**ASSIGNMENT:**
Everything in the listing below needs restating exactly, apart from the pictures.

[DATA FOR THIS EXERCISE]

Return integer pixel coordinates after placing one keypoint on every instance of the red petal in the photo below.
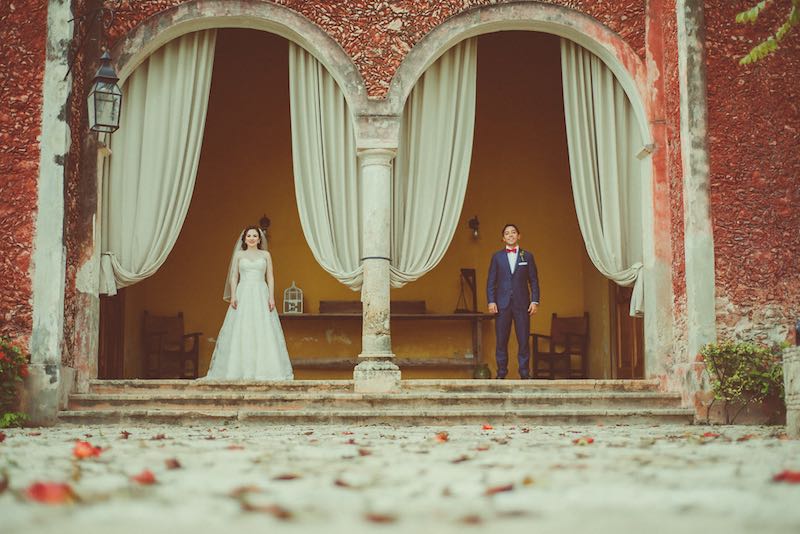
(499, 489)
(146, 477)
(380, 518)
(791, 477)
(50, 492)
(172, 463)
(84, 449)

[/DATA FOR THIS EXERCISE]

**COMPLETED TASK:**
Return integer pixel coordinates after placing one keypoint on every instance of the red petal in the photo below.
(499, 489)
(146, 477)
(380, 518)
(791, 477)
(50, 492)
(172, 463)
(84, 449)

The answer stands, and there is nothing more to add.